**Your goal:** How many lines of the records below contain the word "provide"? Give only the number.

Raw records
-- BEGIN --

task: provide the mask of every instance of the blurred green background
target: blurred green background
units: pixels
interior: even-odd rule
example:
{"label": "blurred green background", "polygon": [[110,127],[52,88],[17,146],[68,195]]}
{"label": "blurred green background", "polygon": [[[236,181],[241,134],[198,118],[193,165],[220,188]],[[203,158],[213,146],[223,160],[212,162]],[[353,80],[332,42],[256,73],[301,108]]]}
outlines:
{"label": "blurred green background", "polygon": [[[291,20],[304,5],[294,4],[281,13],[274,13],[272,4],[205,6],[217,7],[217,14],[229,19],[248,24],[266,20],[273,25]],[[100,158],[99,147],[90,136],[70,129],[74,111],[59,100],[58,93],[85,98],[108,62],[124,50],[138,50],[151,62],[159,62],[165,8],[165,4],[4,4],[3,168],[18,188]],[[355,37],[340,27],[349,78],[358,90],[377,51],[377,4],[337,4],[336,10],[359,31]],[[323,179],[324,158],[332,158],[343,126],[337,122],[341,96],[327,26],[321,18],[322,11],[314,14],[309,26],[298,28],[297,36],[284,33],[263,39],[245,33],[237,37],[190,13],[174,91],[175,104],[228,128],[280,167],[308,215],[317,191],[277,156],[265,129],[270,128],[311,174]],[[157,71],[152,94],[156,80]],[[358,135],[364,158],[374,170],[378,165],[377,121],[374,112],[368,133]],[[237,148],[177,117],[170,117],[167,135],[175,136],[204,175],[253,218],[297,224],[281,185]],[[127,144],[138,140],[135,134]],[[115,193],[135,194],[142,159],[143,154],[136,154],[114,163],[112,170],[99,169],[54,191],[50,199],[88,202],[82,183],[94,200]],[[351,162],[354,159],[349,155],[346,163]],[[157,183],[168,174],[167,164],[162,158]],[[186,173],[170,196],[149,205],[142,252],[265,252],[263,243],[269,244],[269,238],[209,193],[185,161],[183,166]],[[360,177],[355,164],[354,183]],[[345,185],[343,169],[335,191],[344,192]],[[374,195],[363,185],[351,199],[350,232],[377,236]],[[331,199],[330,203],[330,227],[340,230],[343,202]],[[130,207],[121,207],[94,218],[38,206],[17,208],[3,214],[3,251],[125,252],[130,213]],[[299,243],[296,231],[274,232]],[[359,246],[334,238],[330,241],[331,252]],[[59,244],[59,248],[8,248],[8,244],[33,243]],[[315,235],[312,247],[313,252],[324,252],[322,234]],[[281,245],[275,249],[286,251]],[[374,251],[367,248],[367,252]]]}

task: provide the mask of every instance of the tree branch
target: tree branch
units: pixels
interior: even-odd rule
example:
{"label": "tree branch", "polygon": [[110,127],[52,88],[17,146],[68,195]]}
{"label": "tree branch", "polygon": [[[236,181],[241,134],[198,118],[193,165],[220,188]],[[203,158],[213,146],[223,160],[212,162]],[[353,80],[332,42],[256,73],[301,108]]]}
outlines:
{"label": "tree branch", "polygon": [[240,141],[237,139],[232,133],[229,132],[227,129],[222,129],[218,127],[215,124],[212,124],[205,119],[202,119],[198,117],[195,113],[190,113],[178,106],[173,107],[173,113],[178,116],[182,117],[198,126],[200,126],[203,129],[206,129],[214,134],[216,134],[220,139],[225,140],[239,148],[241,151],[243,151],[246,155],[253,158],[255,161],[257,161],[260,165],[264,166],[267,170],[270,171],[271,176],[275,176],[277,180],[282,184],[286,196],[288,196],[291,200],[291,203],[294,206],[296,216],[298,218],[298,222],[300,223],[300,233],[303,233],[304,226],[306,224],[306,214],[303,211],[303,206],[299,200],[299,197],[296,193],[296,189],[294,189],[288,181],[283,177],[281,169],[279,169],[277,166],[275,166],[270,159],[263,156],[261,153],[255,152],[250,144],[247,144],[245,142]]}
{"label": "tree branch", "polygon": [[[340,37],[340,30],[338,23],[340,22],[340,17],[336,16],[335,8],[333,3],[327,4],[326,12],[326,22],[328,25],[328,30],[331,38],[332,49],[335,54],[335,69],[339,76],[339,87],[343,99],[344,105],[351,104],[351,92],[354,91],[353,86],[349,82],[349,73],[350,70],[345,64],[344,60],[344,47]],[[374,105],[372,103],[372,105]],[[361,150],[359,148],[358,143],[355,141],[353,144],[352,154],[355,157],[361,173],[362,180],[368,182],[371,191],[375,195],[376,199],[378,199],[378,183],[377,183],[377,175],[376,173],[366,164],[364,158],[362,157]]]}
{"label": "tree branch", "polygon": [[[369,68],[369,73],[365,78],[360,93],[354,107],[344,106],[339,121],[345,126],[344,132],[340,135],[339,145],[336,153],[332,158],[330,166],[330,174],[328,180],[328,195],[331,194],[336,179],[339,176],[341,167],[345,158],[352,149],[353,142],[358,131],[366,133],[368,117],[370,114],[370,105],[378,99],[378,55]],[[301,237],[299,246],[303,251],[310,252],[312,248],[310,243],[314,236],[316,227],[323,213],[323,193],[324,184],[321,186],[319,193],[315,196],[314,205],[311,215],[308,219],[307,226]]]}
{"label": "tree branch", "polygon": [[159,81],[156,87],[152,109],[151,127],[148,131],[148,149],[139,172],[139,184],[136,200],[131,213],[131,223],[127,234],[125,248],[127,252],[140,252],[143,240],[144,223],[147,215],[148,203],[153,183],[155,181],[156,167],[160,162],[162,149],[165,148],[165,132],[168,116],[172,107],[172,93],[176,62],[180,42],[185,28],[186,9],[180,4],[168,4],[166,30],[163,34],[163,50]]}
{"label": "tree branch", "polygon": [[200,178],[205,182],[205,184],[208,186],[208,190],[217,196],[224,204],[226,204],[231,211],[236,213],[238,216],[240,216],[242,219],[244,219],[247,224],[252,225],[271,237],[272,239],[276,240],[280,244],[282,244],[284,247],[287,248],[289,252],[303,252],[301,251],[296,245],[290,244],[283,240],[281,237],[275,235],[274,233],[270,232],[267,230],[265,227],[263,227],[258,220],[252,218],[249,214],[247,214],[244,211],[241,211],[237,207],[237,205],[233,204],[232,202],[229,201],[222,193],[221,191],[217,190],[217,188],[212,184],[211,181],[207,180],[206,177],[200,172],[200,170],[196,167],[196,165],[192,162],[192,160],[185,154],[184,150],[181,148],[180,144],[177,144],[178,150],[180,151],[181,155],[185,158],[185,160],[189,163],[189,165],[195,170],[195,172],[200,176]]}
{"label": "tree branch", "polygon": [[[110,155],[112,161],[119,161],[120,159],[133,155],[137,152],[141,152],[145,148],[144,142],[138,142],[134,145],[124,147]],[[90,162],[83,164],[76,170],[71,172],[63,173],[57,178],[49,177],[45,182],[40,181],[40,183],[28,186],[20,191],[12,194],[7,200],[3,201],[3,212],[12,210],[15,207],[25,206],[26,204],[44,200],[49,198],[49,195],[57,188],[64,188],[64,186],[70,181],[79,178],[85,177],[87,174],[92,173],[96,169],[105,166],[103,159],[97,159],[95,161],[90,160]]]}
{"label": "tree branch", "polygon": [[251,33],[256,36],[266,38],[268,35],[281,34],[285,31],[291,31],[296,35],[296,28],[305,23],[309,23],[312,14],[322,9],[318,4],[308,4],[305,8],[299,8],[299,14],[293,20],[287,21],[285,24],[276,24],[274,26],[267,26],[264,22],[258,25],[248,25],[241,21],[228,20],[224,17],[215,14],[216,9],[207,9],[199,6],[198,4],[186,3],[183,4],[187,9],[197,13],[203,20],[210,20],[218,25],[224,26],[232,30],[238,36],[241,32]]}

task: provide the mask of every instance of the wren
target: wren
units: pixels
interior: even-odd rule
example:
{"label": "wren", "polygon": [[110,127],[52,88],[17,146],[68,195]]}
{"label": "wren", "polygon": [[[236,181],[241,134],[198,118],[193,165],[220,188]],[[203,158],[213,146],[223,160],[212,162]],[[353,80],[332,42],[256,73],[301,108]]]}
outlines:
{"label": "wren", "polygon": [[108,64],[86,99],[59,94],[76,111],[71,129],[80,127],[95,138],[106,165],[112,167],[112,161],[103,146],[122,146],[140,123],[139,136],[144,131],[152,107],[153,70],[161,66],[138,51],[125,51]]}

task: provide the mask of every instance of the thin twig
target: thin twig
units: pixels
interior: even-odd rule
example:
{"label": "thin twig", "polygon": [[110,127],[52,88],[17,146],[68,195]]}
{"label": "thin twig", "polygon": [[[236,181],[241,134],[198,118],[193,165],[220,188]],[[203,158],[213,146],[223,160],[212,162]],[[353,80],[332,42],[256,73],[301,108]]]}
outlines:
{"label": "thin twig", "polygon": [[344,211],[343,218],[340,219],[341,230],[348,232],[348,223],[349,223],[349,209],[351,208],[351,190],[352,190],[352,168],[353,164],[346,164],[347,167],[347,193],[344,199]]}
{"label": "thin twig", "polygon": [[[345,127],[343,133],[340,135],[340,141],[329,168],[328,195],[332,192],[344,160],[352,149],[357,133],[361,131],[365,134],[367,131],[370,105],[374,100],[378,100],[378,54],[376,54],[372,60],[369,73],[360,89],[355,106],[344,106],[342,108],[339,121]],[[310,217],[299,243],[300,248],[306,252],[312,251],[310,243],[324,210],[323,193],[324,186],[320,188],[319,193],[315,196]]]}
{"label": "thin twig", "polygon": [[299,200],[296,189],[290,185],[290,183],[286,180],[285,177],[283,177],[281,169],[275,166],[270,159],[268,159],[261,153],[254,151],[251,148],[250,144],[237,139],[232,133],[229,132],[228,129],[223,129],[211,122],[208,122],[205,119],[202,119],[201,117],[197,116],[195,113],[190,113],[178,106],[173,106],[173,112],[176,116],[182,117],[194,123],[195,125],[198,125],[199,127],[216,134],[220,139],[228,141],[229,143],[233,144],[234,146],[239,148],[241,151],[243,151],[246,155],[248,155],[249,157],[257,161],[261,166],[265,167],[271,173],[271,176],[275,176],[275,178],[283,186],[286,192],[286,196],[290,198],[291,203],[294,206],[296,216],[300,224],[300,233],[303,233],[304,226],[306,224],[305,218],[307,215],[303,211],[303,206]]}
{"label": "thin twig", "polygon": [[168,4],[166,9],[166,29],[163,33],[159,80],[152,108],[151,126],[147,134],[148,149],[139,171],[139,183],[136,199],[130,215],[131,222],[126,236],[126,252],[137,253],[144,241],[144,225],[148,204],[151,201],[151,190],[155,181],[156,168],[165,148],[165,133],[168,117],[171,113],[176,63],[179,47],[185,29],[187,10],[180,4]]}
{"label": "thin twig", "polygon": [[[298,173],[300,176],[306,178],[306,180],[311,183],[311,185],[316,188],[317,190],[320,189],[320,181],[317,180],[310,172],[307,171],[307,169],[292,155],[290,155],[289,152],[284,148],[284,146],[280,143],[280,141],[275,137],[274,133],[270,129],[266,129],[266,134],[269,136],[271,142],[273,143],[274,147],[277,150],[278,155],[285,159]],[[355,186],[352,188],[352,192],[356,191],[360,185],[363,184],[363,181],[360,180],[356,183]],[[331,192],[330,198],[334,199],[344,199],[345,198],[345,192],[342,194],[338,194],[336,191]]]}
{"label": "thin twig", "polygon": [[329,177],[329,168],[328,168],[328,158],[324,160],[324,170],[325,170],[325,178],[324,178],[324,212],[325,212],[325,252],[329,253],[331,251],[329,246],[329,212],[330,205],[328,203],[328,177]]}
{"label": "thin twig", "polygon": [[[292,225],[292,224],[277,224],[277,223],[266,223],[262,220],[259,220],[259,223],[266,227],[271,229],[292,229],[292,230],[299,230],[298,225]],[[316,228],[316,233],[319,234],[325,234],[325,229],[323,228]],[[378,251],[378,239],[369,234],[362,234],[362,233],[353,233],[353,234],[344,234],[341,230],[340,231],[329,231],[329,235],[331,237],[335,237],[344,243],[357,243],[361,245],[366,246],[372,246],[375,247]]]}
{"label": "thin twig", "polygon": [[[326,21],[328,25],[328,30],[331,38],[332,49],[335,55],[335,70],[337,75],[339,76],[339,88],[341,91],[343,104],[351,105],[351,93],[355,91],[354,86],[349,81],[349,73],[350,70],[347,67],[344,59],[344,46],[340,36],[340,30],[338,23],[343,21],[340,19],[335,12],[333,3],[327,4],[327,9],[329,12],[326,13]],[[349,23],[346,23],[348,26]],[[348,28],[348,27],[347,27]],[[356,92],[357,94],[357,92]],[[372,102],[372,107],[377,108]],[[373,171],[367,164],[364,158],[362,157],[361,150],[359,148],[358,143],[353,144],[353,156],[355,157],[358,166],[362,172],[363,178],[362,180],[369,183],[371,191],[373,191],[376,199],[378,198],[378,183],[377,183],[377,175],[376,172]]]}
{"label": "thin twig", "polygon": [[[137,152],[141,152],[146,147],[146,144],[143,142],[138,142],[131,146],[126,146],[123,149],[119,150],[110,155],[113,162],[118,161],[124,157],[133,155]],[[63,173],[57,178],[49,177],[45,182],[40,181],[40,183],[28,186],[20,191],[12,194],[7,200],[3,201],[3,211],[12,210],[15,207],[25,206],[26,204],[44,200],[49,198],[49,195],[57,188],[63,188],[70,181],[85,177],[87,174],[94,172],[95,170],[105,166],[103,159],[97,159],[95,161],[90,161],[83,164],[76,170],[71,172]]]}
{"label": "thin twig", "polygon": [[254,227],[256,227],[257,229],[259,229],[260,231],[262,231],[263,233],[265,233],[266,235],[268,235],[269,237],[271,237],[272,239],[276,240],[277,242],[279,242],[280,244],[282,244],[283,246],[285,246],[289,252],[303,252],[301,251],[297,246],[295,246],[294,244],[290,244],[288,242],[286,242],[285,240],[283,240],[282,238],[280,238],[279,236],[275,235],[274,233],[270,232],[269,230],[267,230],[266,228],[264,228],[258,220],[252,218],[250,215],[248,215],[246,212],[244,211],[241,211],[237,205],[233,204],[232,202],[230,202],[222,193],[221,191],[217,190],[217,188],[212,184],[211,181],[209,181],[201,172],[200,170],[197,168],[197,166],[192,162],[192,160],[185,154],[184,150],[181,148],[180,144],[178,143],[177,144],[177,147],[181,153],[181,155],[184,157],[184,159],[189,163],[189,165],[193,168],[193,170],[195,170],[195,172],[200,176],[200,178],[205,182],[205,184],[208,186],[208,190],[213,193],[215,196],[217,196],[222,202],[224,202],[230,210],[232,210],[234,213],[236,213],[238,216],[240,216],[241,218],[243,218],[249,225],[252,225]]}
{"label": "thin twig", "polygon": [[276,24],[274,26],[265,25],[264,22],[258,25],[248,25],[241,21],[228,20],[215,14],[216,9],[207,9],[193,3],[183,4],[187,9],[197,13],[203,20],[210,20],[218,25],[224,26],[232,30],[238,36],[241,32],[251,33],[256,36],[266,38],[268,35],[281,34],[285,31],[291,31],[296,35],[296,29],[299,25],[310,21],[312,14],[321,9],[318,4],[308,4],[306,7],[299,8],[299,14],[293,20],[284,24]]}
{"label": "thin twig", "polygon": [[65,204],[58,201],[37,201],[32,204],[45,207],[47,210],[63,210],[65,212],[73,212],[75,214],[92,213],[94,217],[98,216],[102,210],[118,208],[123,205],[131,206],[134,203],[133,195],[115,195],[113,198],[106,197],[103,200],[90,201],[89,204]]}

-- END --

**Full answer:** 4